Excerpts of bounding box data:
* * *

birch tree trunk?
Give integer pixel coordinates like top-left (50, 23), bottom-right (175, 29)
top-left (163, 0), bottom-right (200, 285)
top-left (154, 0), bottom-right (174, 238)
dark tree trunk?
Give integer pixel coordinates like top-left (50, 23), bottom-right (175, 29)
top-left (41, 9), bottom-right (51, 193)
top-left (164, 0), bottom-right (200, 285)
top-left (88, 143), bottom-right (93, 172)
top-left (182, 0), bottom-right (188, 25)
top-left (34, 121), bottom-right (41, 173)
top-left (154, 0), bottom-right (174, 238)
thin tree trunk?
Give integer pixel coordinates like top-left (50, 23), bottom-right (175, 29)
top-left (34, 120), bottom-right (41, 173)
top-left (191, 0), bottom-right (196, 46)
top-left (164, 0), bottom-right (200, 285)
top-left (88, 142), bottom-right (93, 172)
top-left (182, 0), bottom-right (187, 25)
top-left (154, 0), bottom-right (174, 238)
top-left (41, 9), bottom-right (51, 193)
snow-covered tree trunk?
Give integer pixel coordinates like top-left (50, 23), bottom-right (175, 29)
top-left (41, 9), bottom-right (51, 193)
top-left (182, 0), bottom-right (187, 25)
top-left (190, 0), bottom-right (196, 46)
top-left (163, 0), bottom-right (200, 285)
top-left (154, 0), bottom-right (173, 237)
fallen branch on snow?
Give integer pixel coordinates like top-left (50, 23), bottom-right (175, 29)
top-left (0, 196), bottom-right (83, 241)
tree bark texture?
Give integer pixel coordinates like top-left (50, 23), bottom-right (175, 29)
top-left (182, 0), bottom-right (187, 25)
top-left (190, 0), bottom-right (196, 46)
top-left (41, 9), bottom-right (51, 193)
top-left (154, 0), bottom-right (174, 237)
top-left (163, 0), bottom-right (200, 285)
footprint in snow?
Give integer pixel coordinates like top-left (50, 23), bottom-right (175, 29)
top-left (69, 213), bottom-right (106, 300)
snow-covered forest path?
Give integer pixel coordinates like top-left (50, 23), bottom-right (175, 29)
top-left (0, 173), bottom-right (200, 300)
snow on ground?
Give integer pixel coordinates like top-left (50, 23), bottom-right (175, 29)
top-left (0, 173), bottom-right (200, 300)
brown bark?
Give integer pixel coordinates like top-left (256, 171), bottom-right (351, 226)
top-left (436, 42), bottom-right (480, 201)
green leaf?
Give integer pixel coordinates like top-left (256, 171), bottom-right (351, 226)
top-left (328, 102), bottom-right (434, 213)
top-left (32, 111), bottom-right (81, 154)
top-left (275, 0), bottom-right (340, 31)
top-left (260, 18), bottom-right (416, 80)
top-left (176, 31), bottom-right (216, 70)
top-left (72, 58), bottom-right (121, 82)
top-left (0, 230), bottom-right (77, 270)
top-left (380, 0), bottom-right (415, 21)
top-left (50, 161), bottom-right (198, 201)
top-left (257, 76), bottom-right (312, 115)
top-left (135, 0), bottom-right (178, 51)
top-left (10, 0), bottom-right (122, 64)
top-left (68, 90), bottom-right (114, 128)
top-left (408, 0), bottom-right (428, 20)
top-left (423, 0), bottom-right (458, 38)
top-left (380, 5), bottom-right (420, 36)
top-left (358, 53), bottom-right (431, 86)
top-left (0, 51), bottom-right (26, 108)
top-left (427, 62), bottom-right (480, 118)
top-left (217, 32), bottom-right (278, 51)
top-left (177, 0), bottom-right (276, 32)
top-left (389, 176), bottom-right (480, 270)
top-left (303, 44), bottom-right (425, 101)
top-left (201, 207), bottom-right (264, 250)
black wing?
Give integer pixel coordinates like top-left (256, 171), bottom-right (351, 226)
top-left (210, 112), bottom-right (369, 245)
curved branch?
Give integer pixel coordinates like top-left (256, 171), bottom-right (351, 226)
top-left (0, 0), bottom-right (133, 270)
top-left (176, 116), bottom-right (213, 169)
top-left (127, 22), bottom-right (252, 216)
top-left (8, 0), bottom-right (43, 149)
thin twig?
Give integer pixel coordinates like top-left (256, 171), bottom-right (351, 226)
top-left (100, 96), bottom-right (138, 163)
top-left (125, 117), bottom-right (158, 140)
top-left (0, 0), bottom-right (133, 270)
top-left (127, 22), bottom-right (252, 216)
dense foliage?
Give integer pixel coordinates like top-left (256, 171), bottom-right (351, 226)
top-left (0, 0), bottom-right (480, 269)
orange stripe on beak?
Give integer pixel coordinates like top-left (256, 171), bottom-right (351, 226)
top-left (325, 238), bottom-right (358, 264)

* * *

Goal of the exercise: Repeat every line of the listing above without changing anything.

Correct result:
birch tree trunk?
Give integer pixel coordinates like top-left (50, 23), bottom-right (175, 29)
top-left (163, 0), bottom-right (200, 285)
top-left (154, 0), bottom-right (174, 238)
dark tree trunk?
Give integer pixel coordinates like top-left (50, 23), bottom-right (175, 29)
top-left (41, 9), bottom-right (51, 193)
top-left (164, 0), bottom-right (200, 285)
top-left (88, 143), bottom-right (93, 172)
top-left (182, 0), bottom-right (188, 25)
top-left (34, 121), bottom-right (41, 173)
top-left (154, 0), bottom-right (174, 238)
thin tree trunk?
Give integer pixel coordinates like top-left (50, 23), bottom-right (175, 29)
top-left (34, 120), bottom-right (41, 173)
top-left (191, 0), bottom-right (196, 46)
top-left (164, 0), bottom-right (200, 285)
top-left (88, 142), bottom-right (93, 172)
top-left (182, 0), bottom-right (187, 25)
top-left (154, 0), bottom-right (174, 238)
top-left (41, 9), bottom-right (51, 193)
snow-covered tree trunk?
Give integer pixel coordinates like top-left (50, 23), bottom-right (175, 29)
top-left (41, 9), bottom-right (51, 193)
top-left (182, 0), bottom-right (187, 25)
top-left (190, 0), bottom-right (196, 46)
top-left (163, 0), bottom-right (200, 285)
top-left (154, 0), bottom-right (173, 237)
fallen branch on snow?
Give integer pixel coordinates like top-left (50, 23), bottom-right (175, 29)
top-left (0, 196), bottom-right (83, 241)
tree bark texture?
Give integer pixel coordinates like top-left (50, 23), bottom-right (175, 29)
top-left (182, 0), bottom-right (187, 25)
top-left (190, 0), bottom-right (196, 46)
top-left (41, 9), bottom-right (51, 193)
top-left (154, 0), bottom-right (174, 237)
top-left (163, 0), bottom-right (200, 285)
footprint in snow?
Give integer pixel coordinates like top-left (50, 23), bottom-right (175, 29)
top-left (69, 213), bottom-right (106, 300)
snow-covered forest path?
Give integer pixel coordinates like top-left (50, 23), bottom-right (175, 29)
top-left (0, 173), bottom-right (200, 300)
snow on ground?
Give integer pixel coordinates like top-left (50, 23), bottom-right (175, 29)
top-left (0, 173), bottom-right (200, 300)
brown bark?
Give integer pixel coordinates like top-left (256, 171), bottom-right (351, 226)
top-left (436, 42), bottom-right (480, 201)
green leaf?
Give integer pixel coordinates like top-left (256, 171), bottom-right (351, 226)
top-left (328, 102), bottom-right (434, 213)
top-left (32, 111), bottom-right (81, 154)
top-left (275, 0), bottom-right (340, 31)
top-left (260, 18), bottom-right (416, 80)
top-left (176, 31), bottom-right (216, 70)
top-left (72, 58), bottom-right (121, 82)
top-left (0, 230), bottom-right (77, 270)
top-left (380, 0), bottom-right (415, 21)
top-left (50, 161), bottom-right (198, 201)
top-left (257, 76), bottom-right (312, 115)
top-left (135, 0), bottom-right (178, 51)
top-left (10, 0), bottom-right (122, 64)
top-left (68, 90), bottom-right (114, 128)
top-left (408, 0), bottom-right (428, 20)
top-left (423, 0), bottom-right (458, 38)
top-left (380, 5), bottom-right (420, 36)
top-left (358, 53), bottom-right (431, 86)
top-left (0, 51), bottom-right (26, 108)
top-left (427, 62), bottom-right (480, 118)
top-left (217, 32), bottom-right (278, 51)
top-left (177, 0), bottom-right (276, 32)
top-left (389, 176), bottom-right (480, 270)
top-left (303, 44), bottom-right (425, 101)
top-left (201, 207), bottom-right (264, 250)
black wing?
Give integer pixel coordinates like top-left (256, 171), bottom-right (351, 226)
top-left (210, 112), bottom-right (369, 245)
curved branch?
Give integer pixel coordinates like top-left (256, 171), bottom-right (351, 226)
top-left (0, 0), bottom-right (133, 270)
top-left (176, 116), bottom-right (213, 169)
top-left (127, 22), bottom-right (252, 216)
top-left (8, 0), bottom-right (43, 149)
thin twig?
Give integer pixel coordinates like top-left (256, 171), bottom-right (351, 226)
top-left (100, 96), bottom-right (138, 163)
top-left (125, 117), bottom-right (158, 140)
top-left (0, 0), bottom-right (133, 270)
top-left (127, 22), bottom-right (252, 216)
dense foliage?
Give integer pixel coordinates like top-left (256, 171), bottom-right (351, 226)
top-left (0, 0), bottom-right (480, 269)
orange stripe on beak?
Give integer pixel coordinates like top-left (256, 171), bottom-right (351, 226)
top-left (325, 238), bottom-right (358, 264)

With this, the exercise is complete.